= Task instructions =
Give only the number of lines in the records that contain the word "point".

*** Opening of Exercise input ***

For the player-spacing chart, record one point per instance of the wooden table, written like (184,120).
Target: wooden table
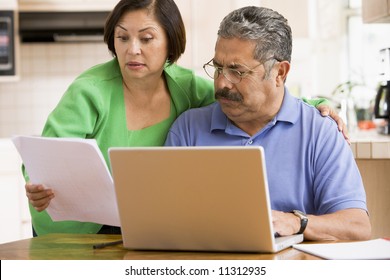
(80,247)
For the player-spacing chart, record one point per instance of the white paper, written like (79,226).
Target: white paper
(377,249)
(77,173)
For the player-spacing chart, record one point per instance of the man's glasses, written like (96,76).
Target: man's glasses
(232,75)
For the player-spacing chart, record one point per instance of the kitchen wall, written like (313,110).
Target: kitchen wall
(46,71)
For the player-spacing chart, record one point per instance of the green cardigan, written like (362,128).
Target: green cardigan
(93,107)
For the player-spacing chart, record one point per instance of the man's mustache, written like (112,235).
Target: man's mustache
(226,94)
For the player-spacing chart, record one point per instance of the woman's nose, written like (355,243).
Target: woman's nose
(134,47)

*** Close of Exercise input ***

= Your solution =
7